EXERCISE BRIEF: Can you print the data exactly and leave out each image?

╭──

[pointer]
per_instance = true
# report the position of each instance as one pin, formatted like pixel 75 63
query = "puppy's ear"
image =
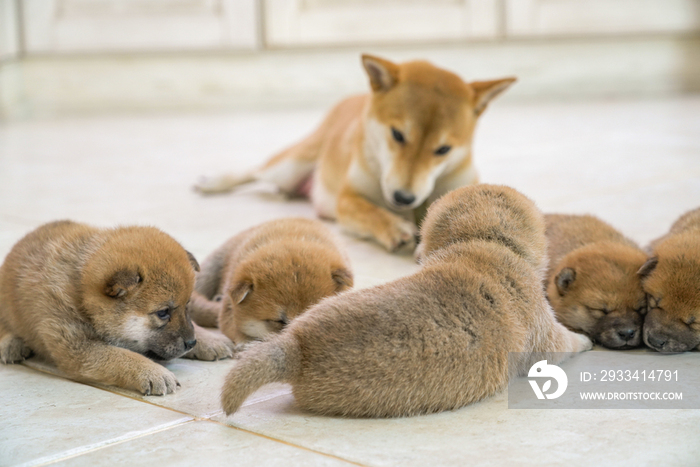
pixel 193 261
pixel 485 91
pixel 121 283
pixel 383 74
pixel 343 279
pixel 241 291
pixel 564 280
pixel 648 267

╰──

RESPONSE BOX:
[pointer]
per_instance = true
# report the position of each instance as one pin, formatted like pixel 75 63
query = "puppy's ear"
image =
pixel 193 261
pixel 485 91
pixel 121 283
pixel 383 74
pixel 343 279
pixel 241 291
pixel 564 280
pixel 648 267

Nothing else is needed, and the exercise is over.